---- Dataset
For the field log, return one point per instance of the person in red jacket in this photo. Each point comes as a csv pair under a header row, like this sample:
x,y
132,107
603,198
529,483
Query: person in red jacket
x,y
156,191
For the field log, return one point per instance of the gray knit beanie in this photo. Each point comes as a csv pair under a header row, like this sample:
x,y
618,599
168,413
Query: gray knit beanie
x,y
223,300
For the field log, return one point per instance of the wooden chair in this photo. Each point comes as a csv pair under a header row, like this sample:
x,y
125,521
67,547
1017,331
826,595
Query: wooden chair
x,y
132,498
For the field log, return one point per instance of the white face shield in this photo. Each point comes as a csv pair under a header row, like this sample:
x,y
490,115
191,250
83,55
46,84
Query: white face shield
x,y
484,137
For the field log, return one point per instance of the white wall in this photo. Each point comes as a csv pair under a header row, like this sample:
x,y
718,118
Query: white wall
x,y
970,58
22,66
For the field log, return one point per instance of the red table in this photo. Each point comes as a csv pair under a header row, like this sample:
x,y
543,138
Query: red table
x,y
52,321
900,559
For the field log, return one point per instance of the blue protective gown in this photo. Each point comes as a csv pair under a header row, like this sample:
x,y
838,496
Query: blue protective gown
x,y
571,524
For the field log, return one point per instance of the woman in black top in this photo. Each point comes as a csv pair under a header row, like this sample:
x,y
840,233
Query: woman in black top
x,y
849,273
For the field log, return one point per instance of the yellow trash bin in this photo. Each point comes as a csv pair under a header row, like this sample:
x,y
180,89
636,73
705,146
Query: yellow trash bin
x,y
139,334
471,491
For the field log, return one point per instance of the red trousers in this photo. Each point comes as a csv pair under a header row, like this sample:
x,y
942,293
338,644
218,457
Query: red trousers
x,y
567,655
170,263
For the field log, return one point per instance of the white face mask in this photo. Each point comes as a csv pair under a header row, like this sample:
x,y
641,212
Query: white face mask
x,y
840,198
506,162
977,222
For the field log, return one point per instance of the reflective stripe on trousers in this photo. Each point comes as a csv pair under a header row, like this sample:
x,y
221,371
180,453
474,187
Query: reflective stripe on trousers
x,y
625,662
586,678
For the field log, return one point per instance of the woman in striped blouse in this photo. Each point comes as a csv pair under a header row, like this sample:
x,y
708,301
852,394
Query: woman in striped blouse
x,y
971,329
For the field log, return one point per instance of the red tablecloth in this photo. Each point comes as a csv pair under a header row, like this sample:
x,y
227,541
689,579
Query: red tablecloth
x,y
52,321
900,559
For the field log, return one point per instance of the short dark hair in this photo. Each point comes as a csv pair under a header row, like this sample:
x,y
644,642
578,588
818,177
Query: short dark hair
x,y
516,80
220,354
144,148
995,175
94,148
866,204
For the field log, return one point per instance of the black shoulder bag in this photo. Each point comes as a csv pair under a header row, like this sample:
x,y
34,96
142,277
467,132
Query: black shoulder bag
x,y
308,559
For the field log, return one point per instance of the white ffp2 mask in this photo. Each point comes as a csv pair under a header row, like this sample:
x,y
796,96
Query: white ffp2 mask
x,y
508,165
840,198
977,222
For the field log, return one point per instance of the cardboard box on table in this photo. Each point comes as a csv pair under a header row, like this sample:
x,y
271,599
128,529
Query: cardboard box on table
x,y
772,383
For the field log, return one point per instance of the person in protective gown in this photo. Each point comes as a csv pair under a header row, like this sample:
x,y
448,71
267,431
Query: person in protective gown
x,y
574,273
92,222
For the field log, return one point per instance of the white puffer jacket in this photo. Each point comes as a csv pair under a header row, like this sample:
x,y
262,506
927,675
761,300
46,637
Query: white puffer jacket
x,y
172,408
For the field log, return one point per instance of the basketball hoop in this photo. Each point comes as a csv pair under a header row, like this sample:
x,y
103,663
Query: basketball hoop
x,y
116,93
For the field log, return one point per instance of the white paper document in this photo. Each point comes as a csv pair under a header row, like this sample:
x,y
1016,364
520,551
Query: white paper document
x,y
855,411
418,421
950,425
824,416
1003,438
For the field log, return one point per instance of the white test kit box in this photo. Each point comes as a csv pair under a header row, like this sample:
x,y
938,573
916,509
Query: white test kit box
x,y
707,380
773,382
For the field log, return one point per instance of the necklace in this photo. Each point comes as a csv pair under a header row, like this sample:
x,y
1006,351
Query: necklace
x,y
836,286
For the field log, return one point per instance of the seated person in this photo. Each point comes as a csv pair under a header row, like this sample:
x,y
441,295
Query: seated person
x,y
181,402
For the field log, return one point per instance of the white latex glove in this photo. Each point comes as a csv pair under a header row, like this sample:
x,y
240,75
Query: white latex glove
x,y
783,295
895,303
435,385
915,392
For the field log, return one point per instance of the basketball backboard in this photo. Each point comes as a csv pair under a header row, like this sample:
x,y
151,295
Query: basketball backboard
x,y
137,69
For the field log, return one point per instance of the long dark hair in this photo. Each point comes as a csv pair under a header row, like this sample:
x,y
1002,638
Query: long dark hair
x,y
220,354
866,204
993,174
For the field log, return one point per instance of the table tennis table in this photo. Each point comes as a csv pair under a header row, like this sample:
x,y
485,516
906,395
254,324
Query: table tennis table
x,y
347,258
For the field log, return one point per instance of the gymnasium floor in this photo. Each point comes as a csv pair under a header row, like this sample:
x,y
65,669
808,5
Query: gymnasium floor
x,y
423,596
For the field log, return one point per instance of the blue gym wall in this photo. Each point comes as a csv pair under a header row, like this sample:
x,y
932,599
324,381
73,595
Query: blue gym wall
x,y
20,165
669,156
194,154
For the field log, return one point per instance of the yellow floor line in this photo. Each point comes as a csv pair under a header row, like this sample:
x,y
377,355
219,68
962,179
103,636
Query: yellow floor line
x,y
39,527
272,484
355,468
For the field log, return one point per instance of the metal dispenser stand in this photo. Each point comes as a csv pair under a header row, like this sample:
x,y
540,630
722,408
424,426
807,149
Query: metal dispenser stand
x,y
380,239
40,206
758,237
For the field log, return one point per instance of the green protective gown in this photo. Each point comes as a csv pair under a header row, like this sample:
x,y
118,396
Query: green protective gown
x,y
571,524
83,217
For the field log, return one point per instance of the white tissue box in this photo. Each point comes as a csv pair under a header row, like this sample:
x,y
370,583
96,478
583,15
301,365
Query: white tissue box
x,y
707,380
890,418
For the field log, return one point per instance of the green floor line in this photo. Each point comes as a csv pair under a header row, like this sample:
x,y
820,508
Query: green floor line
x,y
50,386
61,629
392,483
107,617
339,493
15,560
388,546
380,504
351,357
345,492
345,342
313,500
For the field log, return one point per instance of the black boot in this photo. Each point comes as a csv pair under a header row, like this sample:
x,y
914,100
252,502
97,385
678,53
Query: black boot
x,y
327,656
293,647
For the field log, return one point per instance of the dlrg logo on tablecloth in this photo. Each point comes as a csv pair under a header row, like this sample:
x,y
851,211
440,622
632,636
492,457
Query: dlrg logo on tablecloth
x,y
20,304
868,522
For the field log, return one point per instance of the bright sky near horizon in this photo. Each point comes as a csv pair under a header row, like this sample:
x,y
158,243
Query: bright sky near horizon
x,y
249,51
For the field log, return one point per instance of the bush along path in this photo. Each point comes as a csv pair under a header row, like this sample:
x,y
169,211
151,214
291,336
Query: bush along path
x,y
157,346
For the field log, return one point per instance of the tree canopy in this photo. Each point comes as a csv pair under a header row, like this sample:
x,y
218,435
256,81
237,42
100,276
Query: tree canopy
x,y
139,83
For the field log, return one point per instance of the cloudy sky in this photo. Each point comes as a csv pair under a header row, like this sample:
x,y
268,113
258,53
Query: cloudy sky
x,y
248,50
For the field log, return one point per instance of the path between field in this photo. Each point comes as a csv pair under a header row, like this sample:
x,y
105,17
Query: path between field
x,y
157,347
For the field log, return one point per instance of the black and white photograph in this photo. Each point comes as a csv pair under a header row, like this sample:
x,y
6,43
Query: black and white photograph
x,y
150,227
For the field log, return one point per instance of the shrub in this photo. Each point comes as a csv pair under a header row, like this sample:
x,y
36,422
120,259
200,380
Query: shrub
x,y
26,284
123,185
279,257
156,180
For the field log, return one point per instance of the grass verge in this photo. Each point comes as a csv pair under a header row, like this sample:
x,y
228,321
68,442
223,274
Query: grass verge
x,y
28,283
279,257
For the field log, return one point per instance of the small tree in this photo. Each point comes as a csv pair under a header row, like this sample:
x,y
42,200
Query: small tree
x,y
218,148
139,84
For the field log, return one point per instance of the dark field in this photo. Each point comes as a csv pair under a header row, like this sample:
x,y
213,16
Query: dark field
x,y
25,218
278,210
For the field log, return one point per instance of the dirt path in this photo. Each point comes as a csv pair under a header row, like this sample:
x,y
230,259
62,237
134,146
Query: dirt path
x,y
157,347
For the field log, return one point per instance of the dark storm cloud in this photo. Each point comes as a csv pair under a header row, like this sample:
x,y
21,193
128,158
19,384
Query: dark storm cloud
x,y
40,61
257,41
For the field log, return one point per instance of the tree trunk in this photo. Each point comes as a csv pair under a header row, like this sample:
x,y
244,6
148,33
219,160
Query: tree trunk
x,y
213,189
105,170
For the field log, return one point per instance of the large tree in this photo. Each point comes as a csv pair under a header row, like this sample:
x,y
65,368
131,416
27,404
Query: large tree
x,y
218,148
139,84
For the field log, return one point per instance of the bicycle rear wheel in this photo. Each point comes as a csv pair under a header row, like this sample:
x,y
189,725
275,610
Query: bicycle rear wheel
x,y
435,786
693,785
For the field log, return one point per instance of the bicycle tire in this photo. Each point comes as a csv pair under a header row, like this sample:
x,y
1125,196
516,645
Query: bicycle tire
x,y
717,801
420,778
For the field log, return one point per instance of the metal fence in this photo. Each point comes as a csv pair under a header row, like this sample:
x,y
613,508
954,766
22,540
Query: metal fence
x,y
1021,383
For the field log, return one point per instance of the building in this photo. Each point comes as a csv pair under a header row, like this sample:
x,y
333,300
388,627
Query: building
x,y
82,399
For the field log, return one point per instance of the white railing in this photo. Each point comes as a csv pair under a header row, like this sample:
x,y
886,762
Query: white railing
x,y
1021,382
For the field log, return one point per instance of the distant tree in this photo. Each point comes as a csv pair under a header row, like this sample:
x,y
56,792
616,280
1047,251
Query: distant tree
--------
◆ **About this task**
Show all lines in the entries above where the word "distant" appears.

◆ **Response to this exercise**
For the field log, return one point per instance of the distant tree in this photo. Each point comes as a csv pair under a header row, like this sample:
Query: distant tree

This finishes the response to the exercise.